PAGE EXTRACT:
This factsheet was prepared in cooperation with the Council of the Notariats of the EU (CNUE).
1 How is the disposition of property upon death (will, joint will, agreement on succession) drawn up?
Under Polish law, property can be disposed of after death only by way of a will. Joint wills are prohibited. The following forms of will are accepted:
- a holographic will (testament holograficzny) entirely handwritten, signed and dated by the testator;
- a notarial will (testament notarialny) drawn up by a notary in the form of a notarial deed;
- an allographic will (testament allograficzny) made in the presence of two witnesses before the mayor of a municipality (wójt), the mayor of a town (burmistrz), the head of a city council (prezydent miasta), the chair of a district executive board (starosta), a provincial marshal (marszałek województwa), the chief administrative officer of a district or municipality (sekretarz powiatu/sekretarz gminy) or the head of a public registry office (kierownik urzędu stanu cywilnego);
- an oral will (testament ustny) (only when death is imminent or where on account of exceptional and emergency circumstances it is impossible or very difficult to make a will in any of the ways described above) in the presence of three witnesses;
- a traveller’s will (testament podróżny) made aboard a Polish ship or aircraft when travelling (the testator declares their will to the captain of the ship or aircraft or their deputy in the presence of two witnesses);
- a military will (testament wojskowy) (drawn up in exceptional circumstances and by a strictly defined list of persons).

DATA LISTING:
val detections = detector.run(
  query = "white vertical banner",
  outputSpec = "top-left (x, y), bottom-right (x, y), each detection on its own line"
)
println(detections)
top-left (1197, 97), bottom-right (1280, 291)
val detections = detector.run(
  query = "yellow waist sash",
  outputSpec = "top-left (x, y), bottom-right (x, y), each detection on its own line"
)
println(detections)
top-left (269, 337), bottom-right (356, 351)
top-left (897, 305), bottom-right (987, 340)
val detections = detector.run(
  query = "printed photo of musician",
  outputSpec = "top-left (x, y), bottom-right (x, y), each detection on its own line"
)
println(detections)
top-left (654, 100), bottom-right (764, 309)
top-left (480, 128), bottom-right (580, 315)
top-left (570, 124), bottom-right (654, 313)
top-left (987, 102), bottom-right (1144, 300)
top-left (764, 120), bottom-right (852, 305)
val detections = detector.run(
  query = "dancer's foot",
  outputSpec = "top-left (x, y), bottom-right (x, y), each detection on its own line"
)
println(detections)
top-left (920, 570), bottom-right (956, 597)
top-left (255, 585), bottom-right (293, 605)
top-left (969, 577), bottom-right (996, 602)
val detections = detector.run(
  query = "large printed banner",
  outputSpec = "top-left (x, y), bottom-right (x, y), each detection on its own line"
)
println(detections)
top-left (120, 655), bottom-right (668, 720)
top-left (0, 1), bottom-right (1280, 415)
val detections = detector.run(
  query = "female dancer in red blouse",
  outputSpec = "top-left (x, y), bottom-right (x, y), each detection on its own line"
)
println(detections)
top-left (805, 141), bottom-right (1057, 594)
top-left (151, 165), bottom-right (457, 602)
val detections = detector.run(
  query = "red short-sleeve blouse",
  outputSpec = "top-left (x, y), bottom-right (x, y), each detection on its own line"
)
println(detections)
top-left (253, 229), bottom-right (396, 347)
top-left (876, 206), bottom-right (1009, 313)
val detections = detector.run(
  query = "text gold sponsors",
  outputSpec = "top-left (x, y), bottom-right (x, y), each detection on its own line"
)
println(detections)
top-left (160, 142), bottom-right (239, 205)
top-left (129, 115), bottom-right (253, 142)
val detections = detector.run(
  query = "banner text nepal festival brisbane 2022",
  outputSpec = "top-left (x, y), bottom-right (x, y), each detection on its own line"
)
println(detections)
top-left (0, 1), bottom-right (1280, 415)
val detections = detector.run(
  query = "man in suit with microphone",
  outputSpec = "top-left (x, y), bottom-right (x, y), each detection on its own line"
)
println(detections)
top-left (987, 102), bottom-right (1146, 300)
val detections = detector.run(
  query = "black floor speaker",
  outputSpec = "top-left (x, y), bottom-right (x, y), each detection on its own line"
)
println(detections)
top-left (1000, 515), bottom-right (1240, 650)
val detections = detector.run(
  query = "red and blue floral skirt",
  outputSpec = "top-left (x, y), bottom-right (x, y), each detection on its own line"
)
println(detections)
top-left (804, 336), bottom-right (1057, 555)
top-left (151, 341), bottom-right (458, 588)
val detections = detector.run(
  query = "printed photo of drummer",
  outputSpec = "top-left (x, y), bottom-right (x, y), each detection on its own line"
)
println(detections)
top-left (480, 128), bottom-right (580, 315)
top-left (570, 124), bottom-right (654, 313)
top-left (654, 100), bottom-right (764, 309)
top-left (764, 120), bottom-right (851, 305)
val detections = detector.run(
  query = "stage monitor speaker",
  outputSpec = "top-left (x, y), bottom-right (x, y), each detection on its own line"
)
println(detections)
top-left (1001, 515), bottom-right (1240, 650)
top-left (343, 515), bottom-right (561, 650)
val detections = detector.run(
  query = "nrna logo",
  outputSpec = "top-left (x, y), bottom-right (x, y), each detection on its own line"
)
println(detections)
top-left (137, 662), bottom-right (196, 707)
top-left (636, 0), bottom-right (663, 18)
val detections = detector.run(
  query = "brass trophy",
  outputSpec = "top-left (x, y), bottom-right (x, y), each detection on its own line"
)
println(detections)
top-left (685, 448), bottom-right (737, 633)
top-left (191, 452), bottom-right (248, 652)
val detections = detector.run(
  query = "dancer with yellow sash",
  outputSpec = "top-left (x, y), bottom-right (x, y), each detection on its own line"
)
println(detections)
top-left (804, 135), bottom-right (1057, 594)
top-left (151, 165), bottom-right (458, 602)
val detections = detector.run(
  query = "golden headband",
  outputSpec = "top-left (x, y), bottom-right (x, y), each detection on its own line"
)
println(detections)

PROBLEM 1: From the factsheet on Polish wills, copy the stretch from "This factsheet was" through "succession) drawn up?" word for word.
PROBLEM 2: Answer yes or no for each statement about the factsheet on Polish wills, quoting the exact words of the factsheet that decide it. (a) Polish law allows joint wills. (b) An oral will is made in the presence of three witnesses. (c) A traveller's will is declared to the captain in the presence of three witnesses.

EXPECTED ANSWER 1:
This factsheet was prepared in cooperation with the Council of the Notariats of the EU (CNUE).
1 How is the disposition of property upon death (will, joint will, agreement on succession) drawn up?

EXPECTED ANSWER 2:
(a) No: "Joint wills are prohibited."
(b) Yes: "in the presence of three witnesses"
(c) No: "the testator declares their will to the captain of the ship or aircraft or their deputy in the presence of two witnesses"